◆ AUFGABE 1
Welches Pflichtfach für alle Schülerinnen und Schüler befürwortet Norbert Scholl laut der Pressemitteilung zum Religionsunterricht?
◆ AUFGABE 2
Zählen Sie alle Gegenstände der Debatten auf, die die Pressemitteilung zum Religionsunterricht als Anlass für ihre Frage nach einem gemeinsamen Unterrichtsfach nennt.
◆ AUFGABE 3
Führen Sie bitte die Pressemitteilung zum Religionsunterricht im Anschluss an ihren letzten Satz weiter.

◆ QUELLENAUSZUG
┄┄┄┄┄┄┄┄┄┄

Für ein gemeinsames werteorientiertes Unterrichtsfach für alle an allen Schulen

Wir sind Kirche zur Erklärung der Deutschen Bischofskonferenz zur Zukunft des konfessionellen Religionsunterrichts

Pressemitteilung München, 20.12.2016

Die KirchenVolksBewegung Wir sind Kirche begrüßt grundsätzlich die in der Erklärung der Deutschen Bischofskonferenz (DBK) angestrebte stärkere Zusammenarbeit mit der evangelischen Kirche als einen längst überfälligen ersten Schritt in die richtige Richtung.

Angesichts der Debatten über den Islam, das christliche Abendland und das Zusammenleben in der multikulturellen Gesellschaft stellt sich aber mit großer Dringlichkeit die Frage, ob es in der derzeitigen Situation nicht sinnvoller und zukunftsorientiert wäre, ein gemeinsames werteorientiertes Unterrichtsfach für alle an allen Schulen einzuführen.


Denn in einer konfessionell pluralen und multi-ethnischen Gesellschaft braucht es die Erziehung zu einem demokratischen Bewusstsein und zu einem gemeinsames „Wir-Gefühl“ für alle Schülerinnen und Schüler, nicht nur für diejenigen, die am Religionsunterricht teilnehmen.

Für die Kirchen wird es infolge abnehmender Schülerzahlen zunehmend schwieriger, katholische und evangelische Lerngruppen parallel zum „Ersatzfach“ Ethik bzw. Philosophie und zum islamischen Religionsunterricht einzurichten.

Statt in dieser Situation auf dem im Grundgesetz verankerten konfessionellen Religionsunterricht zu beharren, spricht sich der Religionspädagoge Norbert Scholl für ein verpflichtendes Unterrichtsfach „Lebensgestaltung – Ethik – Religion“ für alle Schüler und Schülerinnen an allen Schulen aus.

┄┄┄┄┄┄┄┄┄┄

◆ ANGEZEIGTE INFORMATIONEN
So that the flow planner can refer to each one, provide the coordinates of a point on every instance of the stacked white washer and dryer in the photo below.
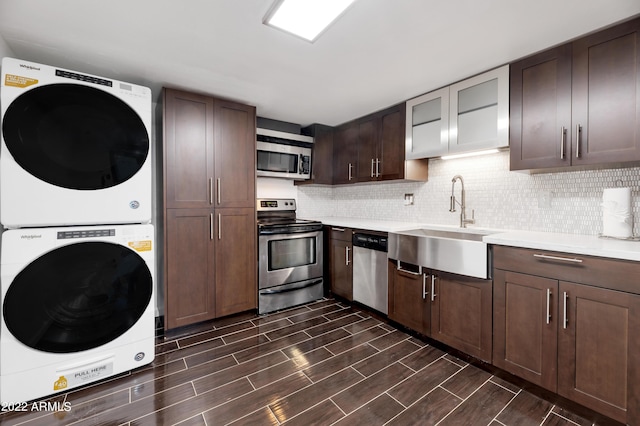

┄┄┄┄┄┄┄┄┄┄

◆ LÖSUNG 1
Das Unterrichtsfach „Lebensgestaltung – Ethik – Religion“.

◆ LÖSUNG 2
- der Islam
- das christliche Abendland
- das Zusammenleben in der multikulturellen Gesellschaft

◆ LÖSUNG 3
Dieses Fach könnte die Grundlagen für ein friedliches Zusammenleben, für die Anerkennung der unantastbaren Würde jedes Einzelnen (Art. 1 GG) und für eine alle verbindende Wertegemeinschaft legen, einüben und festigen. Gleichzeitig könnte es die Gottesfrage in der säkularen Gesellschaft wachhalten oder wieder neu wecken.

Für die Kirchengemeinden könnte diese neue Situation - ein Verzicht auf Privilegien, den ja das Zweite Vatikanische Konzil empfiehlt (GS 76) - ein Ansporn sein, neue Angebote zur „Frage nach der Zugehörigkeit zur katholischen oder evangelischen Kirche und ihre Bedeutung für das eigene Leben“ (Erklärung der DBK) zu entwickeln. Die dafür sicher erforderlichen zusätzlichen personellen wie finanziellen Ressourcen stellen gute Investitionen in die Zukunft der Kirchen und der Gesamtgesellschaft dar.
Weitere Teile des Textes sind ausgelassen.